## Documento

Ante estos problemas, los líderes deben establecer puntos de encuentro para la democracia. No pueden ser argumentos académicos abstractos ni nuevas propuestas políticas. Por el contrario, deben ser conceptos con los que los ciudadanos puedan identificarse fácilmente, ver su valor e integrarlos en su vida cotidiana.
En el centro de este grito de guerra está el hecho de que la libertad de los individuos comienza con el respeto entre grupos.
La cualidad especial de la democracia es que no prevalece una única facción. Cuando los valores chocan, la democracia negocia las diferencias en lugar de forzar un acuerdo universal. La democracia exige que los líderes encuentren formas de vivir juntos, o al menos de vivir juntos por separado.

## Extracto de datos
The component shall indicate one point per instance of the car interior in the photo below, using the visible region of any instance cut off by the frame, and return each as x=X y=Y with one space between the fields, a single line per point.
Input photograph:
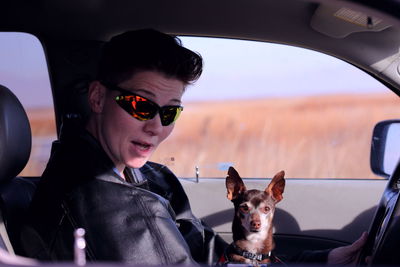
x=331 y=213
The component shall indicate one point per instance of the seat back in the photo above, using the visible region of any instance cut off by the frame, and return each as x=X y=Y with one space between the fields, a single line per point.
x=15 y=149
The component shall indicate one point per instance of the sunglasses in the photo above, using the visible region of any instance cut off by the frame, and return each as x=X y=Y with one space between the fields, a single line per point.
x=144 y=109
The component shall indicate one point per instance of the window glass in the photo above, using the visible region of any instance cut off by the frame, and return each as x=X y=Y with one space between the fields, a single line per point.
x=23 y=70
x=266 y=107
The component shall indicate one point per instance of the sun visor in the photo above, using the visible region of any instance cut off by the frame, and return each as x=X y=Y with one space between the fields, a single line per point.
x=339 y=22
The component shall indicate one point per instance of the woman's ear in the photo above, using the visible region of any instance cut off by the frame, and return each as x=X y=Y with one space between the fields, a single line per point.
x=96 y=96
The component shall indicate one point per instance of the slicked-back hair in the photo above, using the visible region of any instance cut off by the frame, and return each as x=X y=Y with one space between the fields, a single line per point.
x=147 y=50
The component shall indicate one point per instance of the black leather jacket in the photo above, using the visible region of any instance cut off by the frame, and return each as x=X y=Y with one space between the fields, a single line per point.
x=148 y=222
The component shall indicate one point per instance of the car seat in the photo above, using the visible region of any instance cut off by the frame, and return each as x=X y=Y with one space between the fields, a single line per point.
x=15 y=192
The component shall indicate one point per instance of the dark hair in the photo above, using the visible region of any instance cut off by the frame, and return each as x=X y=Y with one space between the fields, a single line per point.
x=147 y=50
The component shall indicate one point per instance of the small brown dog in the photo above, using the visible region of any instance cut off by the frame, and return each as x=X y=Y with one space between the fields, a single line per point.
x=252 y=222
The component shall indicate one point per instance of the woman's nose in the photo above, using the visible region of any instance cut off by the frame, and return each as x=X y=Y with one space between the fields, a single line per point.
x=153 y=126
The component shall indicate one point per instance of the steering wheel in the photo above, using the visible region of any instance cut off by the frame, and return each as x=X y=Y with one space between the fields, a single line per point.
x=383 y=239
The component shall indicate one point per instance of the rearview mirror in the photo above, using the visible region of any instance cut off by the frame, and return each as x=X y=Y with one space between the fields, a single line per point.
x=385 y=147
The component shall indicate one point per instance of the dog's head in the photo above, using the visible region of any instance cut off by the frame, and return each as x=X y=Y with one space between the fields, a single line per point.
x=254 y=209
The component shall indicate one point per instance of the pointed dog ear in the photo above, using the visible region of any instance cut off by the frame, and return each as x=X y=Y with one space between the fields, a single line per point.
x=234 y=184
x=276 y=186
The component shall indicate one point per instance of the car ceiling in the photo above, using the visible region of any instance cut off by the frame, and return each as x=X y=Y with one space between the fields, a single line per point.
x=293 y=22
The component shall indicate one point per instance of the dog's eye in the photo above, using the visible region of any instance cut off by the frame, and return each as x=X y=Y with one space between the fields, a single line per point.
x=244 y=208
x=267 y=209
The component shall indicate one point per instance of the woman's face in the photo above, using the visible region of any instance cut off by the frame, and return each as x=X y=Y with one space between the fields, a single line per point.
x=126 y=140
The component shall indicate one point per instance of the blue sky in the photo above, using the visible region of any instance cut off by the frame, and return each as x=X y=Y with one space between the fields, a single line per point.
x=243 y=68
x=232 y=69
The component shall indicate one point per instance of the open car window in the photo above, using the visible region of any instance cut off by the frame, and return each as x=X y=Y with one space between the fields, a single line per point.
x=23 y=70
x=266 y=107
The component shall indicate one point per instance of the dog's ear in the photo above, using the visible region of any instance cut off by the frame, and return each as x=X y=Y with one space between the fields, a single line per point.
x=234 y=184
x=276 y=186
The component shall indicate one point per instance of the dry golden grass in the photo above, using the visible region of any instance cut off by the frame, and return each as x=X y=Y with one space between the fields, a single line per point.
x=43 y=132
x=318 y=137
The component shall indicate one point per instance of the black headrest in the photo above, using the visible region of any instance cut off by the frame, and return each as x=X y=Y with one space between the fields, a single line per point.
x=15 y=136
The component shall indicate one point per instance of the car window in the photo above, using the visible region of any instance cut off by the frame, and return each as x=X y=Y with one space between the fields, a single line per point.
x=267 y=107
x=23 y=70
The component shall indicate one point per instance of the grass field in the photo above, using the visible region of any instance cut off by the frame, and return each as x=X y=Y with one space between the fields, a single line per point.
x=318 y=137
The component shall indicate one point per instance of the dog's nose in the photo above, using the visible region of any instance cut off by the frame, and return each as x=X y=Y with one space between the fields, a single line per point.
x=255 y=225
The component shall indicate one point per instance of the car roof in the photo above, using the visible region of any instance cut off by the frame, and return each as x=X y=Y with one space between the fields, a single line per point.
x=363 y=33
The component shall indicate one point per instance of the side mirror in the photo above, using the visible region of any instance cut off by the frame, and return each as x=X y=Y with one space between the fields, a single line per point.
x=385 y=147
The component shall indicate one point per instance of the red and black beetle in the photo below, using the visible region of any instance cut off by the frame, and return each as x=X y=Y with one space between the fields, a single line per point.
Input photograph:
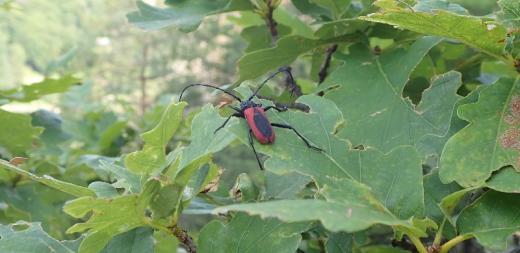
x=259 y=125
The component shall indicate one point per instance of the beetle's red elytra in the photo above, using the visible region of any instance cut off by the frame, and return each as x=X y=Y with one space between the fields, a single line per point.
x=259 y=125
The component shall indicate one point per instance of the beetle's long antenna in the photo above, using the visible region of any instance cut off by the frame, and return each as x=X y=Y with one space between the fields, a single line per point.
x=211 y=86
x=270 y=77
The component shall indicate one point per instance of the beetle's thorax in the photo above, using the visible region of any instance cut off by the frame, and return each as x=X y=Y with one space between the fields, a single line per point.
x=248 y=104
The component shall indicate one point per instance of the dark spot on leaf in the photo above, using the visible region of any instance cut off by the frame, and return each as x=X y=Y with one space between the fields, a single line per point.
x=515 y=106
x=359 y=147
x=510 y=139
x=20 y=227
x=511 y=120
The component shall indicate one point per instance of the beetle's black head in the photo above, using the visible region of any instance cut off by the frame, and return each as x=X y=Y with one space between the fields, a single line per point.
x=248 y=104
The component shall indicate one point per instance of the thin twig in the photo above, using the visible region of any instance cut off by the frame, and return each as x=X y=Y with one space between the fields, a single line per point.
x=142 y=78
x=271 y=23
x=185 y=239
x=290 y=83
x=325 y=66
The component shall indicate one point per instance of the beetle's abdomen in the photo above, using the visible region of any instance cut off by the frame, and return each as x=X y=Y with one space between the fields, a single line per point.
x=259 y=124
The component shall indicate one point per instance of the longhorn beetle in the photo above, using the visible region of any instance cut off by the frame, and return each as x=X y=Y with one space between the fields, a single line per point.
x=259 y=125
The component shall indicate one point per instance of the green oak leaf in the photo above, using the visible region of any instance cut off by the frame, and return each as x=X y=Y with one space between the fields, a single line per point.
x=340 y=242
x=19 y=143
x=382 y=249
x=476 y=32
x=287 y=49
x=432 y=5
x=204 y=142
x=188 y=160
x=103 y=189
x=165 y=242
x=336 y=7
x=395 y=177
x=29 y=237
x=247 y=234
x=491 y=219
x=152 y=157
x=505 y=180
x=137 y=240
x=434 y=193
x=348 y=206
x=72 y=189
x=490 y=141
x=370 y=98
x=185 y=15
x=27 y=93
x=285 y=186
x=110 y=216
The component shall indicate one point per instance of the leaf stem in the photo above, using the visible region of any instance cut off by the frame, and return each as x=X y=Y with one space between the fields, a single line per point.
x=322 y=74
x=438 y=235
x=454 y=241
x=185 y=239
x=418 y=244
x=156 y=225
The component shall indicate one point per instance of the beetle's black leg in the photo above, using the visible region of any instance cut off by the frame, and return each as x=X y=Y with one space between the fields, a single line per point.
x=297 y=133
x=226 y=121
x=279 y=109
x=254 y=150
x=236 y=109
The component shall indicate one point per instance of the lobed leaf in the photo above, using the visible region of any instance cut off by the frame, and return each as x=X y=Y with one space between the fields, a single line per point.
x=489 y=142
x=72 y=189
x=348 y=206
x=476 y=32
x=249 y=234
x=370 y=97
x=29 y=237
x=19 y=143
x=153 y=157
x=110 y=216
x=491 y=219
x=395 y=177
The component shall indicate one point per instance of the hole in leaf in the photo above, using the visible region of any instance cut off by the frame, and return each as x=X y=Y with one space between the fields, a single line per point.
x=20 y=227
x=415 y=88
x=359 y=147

## Tareas por realizar
- A) Transcribe palabra por palabra el fragmento del documento que va desde "Ante estos problemas, los" hasta "juntos por separado.".
- B) Resume en dos oraciones el documento sobre la democracia.

## Respuestas por tarea
- A)
Ante estos problemas, los líderes deben establecer puntos de encuentro para la democracia. No pueden ser argumentos académicos abstractos ni nuevas propuestas políticas. Por el contrario, deben ser conceptos con los que los ciudadanos puedan identificarse fácilmente, ver su valor e integrarlos en su vida cotidiana.
En el centro de este grito de guerra está el hecho de que la libertad de los individuos comienza con el respeto entre grupos.
La cualidad especial de la democracia es que no prevalece una única facción. Cuando los valores chocan, la democracia negocia las diferencias en lugar de forzar un acuerdo universal. La democracia exige que los líderes encuentren formas de vivir juntos, o al menos de vivir juntos por separado.

- B) Los líderes deben establecer puntos de encuentro para la democracia: conceptos fáciles de identificar e integrar en la vida cotidiana, no argumentos académicos abstractos ni nuevas propuestas políticas, con la idea central de que la libertad individual comienza con el respeto entre grupos. Como en la democracia no prevalece una única facción, las diferencias se negocian en lugar de forzar un acuerdo universal, y los líderes deben encontrar formas de vivir juntos, o al menos de vivir juntos por separado.